PAGE EXTRACT =>
★ ★ ★ ★
Behind the Scenes: Just as diners don’t go into the kitchen, the ETL system is off-limits to business users and BI application developers. It’s not safe, and it would distract the professionals working there. Things happen in the kitchen (or ETL) that customers shouldn’t see directly, like raw ingredients being processed.
Planning and Design: A lot of planning goes into designing an efficient kitchen layout, similar to how the ETL system needs careful architecture before data extraction.
Key Goals (Efficiency, Quality, Integrity):
- Efficiency/Throughput: The kitchen must be highly efficient to produce many meals quickly, just as the ETL system must efficiently transform raw data.
- Consistent Quality: Chefs make special sauces consistently in the kitchen, rather than letting individual diners mix their own. Similarly, the ETL system applies business rules and cleans data once to ensure consistent, high-quality information is delivered to users, rather than relying on each user to do it themselves. This puts more work on the ETL team but ensures a better, more consistent product.
- Integrity/Safety: Kitchens are designed to prevent food contamination. Likewise, the ETL system ensures data quality and integrity, checking incoming data and monitoring conditions. You don’t want users “dipping their fingers” into unfinished, potentially unclean data.
Skilled Professionals: The kitchen has skilled chefs with their tools. The ETL system is staffed by professionals who use their tools to “magically transform” source data into usable information.
Done Once in the Back Room: A key idea is that work done in the back room (ETL) by professionals is done once for consistency. This reduces repeated work that would otherwise have to be done over and over by business users in the “front room” BI applications.
Delivery: Once data is ready and quality-checked, it’s brought through a “doorway” into the DW/BI presentation area, just like finished meals are brought to the dining room.
★ ★ ★ ★
TASKS =>
• a. Return each line of the entries that contains the string "region".
• b. Carry the ETL passage forward from its final sentence.
The ETL passage above and the entries that follow are unrelated to each other.
★ ★ ★ ★
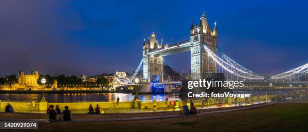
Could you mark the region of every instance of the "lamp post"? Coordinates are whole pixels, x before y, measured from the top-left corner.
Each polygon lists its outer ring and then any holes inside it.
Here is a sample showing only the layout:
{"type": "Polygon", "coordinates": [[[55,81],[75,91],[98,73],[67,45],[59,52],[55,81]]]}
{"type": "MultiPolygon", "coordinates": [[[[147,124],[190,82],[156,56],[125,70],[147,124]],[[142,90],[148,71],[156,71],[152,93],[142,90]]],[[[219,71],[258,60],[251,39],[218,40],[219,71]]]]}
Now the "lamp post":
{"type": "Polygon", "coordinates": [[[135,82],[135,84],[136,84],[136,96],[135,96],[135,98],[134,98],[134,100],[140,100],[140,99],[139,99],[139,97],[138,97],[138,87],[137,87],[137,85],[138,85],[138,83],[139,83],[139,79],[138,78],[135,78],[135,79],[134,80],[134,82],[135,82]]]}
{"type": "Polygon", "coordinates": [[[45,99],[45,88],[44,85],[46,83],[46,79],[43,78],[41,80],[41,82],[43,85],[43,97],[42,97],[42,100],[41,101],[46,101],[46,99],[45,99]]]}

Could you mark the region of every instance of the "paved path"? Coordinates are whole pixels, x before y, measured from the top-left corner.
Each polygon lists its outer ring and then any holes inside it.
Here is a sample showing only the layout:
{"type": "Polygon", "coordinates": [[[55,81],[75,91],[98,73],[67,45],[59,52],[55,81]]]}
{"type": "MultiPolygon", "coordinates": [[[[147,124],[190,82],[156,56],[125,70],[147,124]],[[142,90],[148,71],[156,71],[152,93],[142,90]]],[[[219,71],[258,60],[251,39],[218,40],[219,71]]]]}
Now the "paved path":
★ ★ ★ ★
RESPONSES =>
• a.
Could you mark the region of every instance of the "lamp post"? Coordinates are whole pixels, x before y, measured from the top-left corner.
Could you mark the region of every instance of the "paved path"? Coordinates are whole pixels, x before y, measured from the top-left corner.

• b.
Data Presentation and BI in the Front Dining Room

The Data Presentation Area and Business Intelligence (BI) applications are like the restaurant’s dining room. This is where the “customers” (business users) experience the “meal” (data).

Primary Deliverable - The “Food” (Data):
- Just as a restaurant’s primary deliverable is good food, the DW/BI system’s main deliverable is the data in the presentation area.
- Users expect consistency and high quality. The data must be well-prepared and “safe to consume.”
- The DW/BI system provides “menus” (metadata, published reports) to show what data is available.
“Decor” (Organization and Design):
- The dining room’s decor is designed for customer comfort. Similarly, the presentation area’s organization and design (the dimensional models) must be based on the preferences of the BI users, not just the developers. It needs to be appealing and easy to navigate for the users.
“Service” (Delivery and Support):
- Good restaurant service means prompt and accurate food delivery. In DW/BI, data must be delivered quickly, as requested, and in a format that is appealing and understandable to business users or BI application developers.
“Cost”:
- A restaurant must offer meals at a price customers are willing to pay to survive. The DW/BI system also has a “cost” factor, meaning the investment in building and maintaining it must be justified by the value it provides.
User Satisfaction is Key to Success:
- If diners are happy, the restaurant thrives (busy dining room, good revenue, expansion).
- If DW/BI users are happy, the system is used, decisions are improved, and the project is successful.
- If users are unhappy, they will stop using the system, just as unhappy diners will find another restaurant. This wastes the investment in the DW/BI system.
- DW/BI managers must proactively monitor user satisfaction and address issues immediately, similar to how restaurant managers check on diners. You can’t wait for complaints, as users might just quietly leave.

In essence, the metaphor stresses that the DW/BI system needs a well-managed “back room” ETL to prepare data, and a user-friendly “front room” presentation area and BI applications to ensure business users are satisfied and actually use the data for decision-making.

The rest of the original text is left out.